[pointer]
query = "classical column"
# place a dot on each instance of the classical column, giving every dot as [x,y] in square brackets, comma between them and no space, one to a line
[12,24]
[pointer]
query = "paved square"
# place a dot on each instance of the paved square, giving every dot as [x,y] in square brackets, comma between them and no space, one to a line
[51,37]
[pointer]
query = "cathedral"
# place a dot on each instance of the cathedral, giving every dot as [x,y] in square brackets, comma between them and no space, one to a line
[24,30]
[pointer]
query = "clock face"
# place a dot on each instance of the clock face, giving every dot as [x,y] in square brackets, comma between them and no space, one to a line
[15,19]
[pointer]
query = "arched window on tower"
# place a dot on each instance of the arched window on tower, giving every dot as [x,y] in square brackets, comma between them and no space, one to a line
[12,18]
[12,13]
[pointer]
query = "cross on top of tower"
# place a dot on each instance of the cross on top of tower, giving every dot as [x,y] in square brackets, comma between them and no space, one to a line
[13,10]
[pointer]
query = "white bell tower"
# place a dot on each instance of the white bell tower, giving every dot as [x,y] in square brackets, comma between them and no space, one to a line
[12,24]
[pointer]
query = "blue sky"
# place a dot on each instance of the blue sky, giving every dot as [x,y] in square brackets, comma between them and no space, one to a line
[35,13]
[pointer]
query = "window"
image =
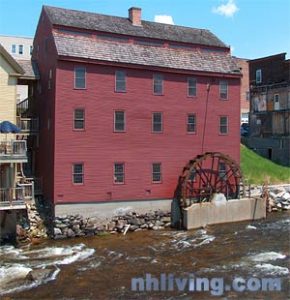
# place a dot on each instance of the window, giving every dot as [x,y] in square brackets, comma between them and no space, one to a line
[191,123]
[191,85]
[78,173]
[20,49]
[119,121]
[156,172]
[157,122]
[120,84]
[119,173]
[222,171]
[223,125]
[223,89]
[157,84]
[259,76]
[80,78]
[79,118]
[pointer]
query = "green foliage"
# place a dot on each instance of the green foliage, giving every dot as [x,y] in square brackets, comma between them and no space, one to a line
[259,170]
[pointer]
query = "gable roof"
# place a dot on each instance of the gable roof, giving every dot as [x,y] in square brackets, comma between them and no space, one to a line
[78,46]
[123,26]
[13,63]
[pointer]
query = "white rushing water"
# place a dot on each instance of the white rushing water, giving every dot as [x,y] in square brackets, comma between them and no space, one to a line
[18,265]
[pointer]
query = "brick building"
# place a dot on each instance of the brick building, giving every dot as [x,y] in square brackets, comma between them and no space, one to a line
[270,107]
[122,105]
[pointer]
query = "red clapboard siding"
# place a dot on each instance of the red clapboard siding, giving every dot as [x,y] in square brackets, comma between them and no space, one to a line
[98,147]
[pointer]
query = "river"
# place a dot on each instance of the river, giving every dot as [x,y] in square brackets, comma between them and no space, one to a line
[102,267]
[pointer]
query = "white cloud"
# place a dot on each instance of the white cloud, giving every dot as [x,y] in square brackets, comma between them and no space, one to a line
[164,19]
[227,10]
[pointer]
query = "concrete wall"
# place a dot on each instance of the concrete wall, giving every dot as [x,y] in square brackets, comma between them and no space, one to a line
[202,214]
[107,210]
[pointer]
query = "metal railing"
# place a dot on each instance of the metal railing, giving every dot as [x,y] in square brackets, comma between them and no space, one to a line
[13,148]
[28,124]
[12,196]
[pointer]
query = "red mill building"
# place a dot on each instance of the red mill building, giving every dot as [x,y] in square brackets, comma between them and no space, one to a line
[122,106]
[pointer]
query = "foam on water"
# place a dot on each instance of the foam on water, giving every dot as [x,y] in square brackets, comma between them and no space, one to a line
[267,256]
[269,269]
[13,274]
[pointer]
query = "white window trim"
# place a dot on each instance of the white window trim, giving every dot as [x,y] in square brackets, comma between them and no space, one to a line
[114,172]
[152,121]
[221,82]
[125,80]
[152,172]
[80,88]
[258,71]
[117,130]
[83,173]
[188,87]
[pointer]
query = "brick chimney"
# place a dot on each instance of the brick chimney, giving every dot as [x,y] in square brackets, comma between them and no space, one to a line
[135,16]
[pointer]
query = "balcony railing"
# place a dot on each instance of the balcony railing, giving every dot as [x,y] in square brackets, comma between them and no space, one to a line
[28,124]
[16,148]
[12,197]
[28,188]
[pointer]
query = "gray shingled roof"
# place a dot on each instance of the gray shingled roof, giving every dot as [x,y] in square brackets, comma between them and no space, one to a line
[199,60]
[118,25]
[30,69]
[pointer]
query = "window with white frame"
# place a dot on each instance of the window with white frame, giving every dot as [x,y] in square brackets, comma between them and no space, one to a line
[259,76]
[79,118]
[78,173]
[119,173]
[191,87]
[80,78]
[119,121]
[120,81]
[20,49]
[191,123]
[222,171]
[156,172]
[157,122]
[158,84]
[223,125]
[223,89]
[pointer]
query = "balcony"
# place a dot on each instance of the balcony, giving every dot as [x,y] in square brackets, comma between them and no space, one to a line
[13,151]
[12,198]
[28,125]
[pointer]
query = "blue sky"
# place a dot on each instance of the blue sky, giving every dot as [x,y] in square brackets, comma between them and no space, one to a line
[253,28]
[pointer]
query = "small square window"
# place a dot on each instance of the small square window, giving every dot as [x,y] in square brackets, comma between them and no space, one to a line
[78,173]
[223,90]
[157,84]
[223,125]
[79,118]
[157,122]
[120,81]
[119,121]
[80,78]
[191,123]
[20,49]
[119,173]
[191,87]
[156,172]
[258,76]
::::::::::
▶ Problem requirements
Please list every line from the entries above that contains the word "gray", copying each line in full. Case counts when matching.

▶ Complete response
query = "gray shingled roof"
# place a dot on each instance of the gray shingled roof, giving every dot as [x,y] in square brackets, comma between them and no space, one to a line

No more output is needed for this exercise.